---------- INFORMATION SUPPLIED ----------

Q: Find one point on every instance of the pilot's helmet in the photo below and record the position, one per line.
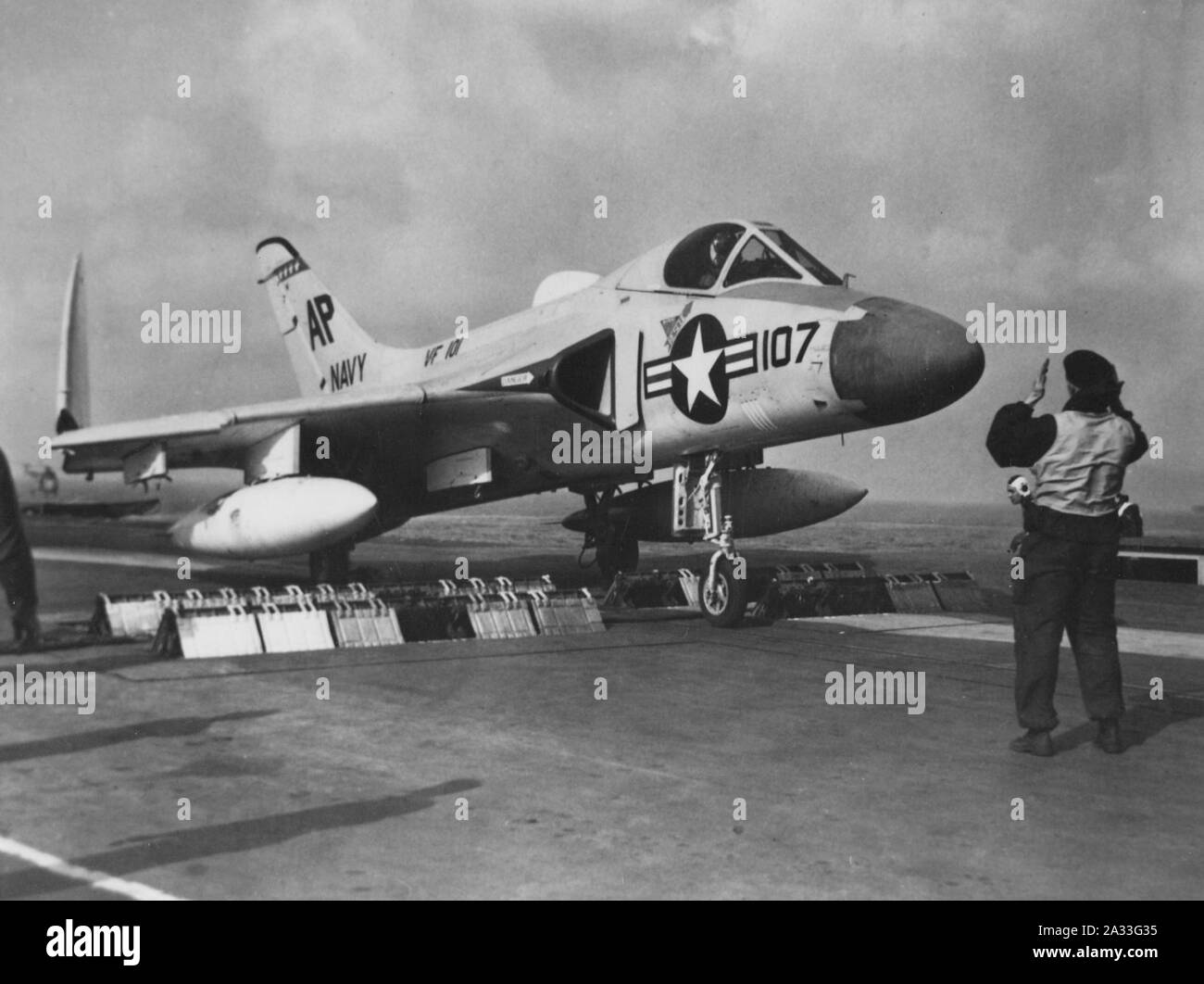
(1019, 486)
(721, 245)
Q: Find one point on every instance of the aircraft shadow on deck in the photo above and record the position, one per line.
(196, 842)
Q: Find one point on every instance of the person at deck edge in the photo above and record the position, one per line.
(17, 566)
(1068, 578)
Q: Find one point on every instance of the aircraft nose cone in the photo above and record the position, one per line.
(902, 361)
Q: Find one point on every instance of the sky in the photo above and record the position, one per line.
(442, 208)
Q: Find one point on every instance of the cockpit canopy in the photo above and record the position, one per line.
(726, 254)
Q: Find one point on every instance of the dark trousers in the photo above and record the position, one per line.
(1066, 587)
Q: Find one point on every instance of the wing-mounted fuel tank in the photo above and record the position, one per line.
(285, 515)
(761, 501)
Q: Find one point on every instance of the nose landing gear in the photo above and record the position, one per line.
(615, 549)
(722, 597)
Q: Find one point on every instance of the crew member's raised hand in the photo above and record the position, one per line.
(1039, 385)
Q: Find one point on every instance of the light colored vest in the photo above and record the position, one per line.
(1083, 471)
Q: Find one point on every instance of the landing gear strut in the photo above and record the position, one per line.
(722, 597)
(332, 565)
(617, 550)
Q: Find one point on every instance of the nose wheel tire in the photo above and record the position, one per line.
(723, 598)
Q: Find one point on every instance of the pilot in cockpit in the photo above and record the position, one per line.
(721, 244)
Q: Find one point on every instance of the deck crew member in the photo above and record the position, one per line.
(17, 565)
(1068, 578)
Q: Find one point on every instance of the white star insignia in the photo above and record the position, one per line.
(696, 368)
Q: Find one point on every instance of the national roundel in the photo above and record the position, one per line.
(699, 370)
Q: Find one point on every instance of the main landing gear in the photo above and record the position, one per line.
(697, 507)
(332, 565)
(615, 549)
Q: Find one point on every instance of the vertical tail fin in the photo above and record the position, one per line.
(329, 350)
(72, 404)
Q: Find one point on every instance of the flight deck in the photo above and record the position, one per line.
(663, 758)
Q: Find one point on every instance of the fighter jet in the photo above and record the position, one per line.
(694, 357)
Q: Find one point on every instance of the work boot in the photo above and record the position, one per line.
(1034, 742)
(1109, 736)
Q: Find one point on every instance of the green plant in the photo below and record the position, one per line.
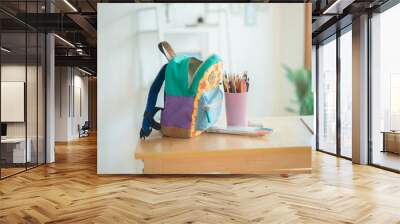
(302, 80)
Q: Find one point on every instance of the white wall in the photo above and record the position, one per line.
(67, 84)
(125, 72)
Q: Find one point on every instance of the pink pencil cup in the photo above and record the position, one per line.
(236, 109)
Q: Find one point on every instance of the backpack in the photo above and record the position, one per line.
(192, 96)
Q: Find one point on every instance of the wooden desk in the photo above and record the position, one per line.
(286, 150)
(391, 141)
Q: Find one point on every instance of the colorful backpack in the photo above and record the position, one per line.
(192, 99)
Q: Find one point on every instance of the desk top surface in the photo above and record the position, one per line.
(288, 132)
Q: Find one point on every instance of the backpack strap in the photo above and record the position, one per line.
(166, 49)
(148, 118)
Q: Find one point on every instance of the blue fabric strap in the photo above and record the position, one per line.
(148, 118)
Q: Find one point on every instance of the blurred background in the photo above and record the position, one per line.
(258, 38)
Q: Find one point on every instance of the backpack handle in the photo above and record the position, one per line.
(166, 49)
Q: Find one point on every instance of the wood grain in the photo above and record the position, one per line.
(70, 191)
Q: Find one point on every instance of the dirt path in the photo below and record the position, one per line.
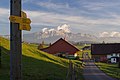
(92, 72)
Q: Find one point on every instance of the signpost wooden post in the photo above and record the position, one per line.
(15, 42)
(18, 21)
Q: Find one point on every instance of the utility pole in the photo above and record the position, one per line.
(0, 55)
(15, 42)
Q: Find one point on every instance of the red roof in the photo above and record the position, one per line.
(61, 46)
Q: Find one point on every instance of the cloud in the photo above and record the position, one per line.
(51, 5)
(100, 5)
(59, 30)
(64, 28)
(110, 34)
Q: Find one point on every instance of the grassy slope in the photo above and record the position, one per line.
(36, 65)
(80, 52)
(110, 69)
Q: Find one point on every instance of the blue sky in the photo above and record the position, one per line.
(82, 15)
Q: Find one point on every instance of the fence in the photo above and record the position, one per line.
(73, 71)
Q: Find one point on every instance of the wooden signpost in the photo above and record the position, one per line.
(18, 22)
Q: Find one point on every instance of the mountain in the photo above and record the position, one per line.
(50, 37)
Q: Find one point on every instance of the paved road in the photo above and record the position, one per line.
(92, 72)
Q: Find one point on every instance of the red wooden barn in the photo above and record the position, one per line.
(61, 47)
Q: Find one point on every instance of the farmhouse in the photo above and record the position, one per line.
(106, 52)
(61, 48)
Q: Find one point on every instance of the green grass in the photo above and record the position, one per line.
(110, 69)
(81, 52)
(36, 65)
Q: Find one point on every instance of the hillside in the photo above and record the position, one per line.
(36, 65)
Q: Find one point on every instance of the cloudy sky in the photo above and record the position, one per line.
(81, 15)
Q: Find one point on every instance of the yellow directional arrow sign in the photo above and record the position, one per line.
(25, 27)
(23, 14)
(23, 21)
(16, 19)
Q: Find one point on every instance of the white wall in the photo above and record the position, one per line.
(113, 60)
(113, 55)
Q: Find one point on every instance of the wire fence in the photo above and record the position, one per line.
(73, 71)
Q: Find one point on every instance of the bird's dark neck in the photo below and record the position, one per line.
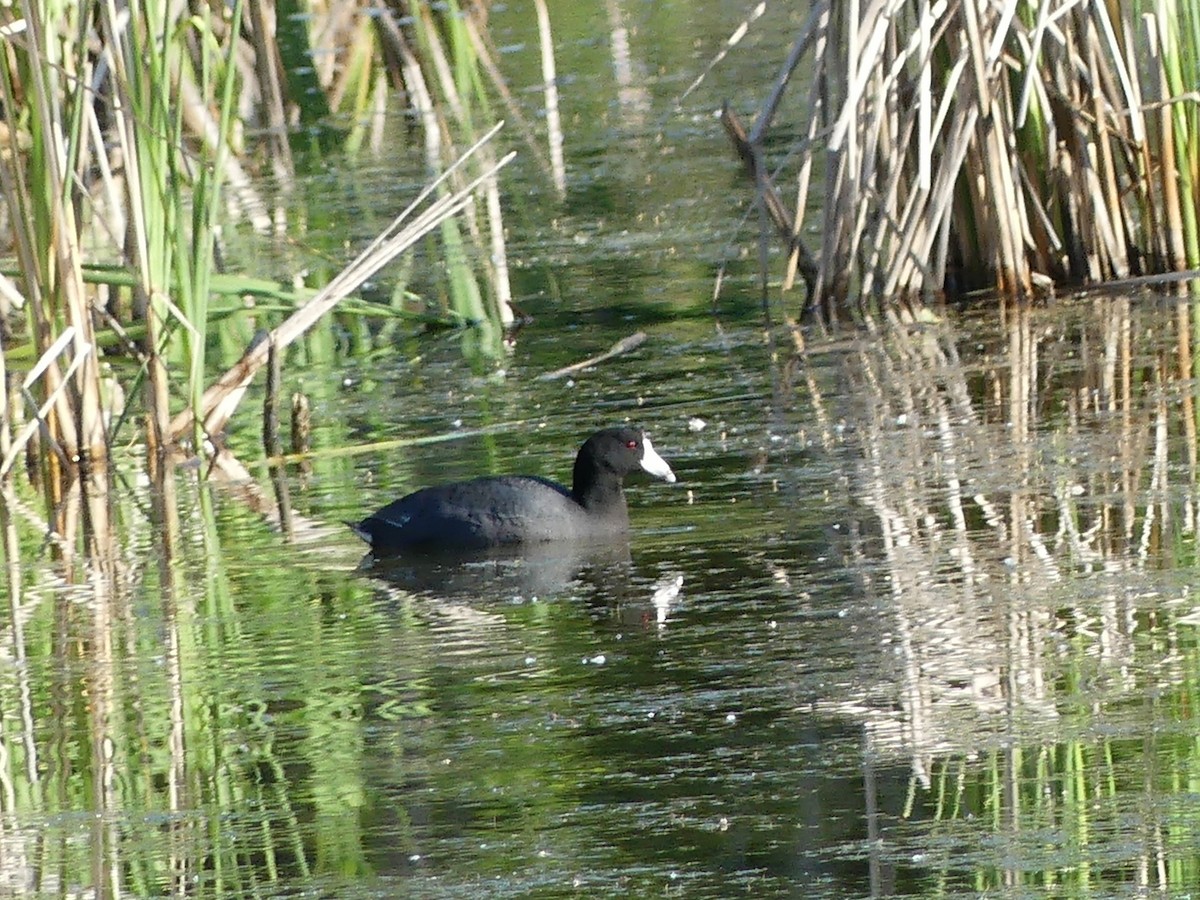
(598, 490)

----------

**JOB**
Every line from the one containing "Q: Find one point on every instance of the cloudy" through the end of the listing is to be copied exactly; the pictures are not.

**SOLUTION TO THIS PROBLEM**
Q: Find one point on every instance of the cloudy sky in the photo above and record the position, one per line.
(81, 15)
Q: Find one point on every instance of the yellow directional arrow sign in the photo above and record the position, one per line.
(25, 27)
(23, 14)
(23, 21)
(16, 19)
Q: Find one point on every instance of the white wall in the photo above and record the position, one per line.
(113, 60)
(113, 55)
Q: Find one point on every instance of the wire fence in the photo above and record the position, one per line.
(73, 71)
Q: Find one point on every instance of the bird's dark neck in the photo below and record the position, one per line.
(598, 490)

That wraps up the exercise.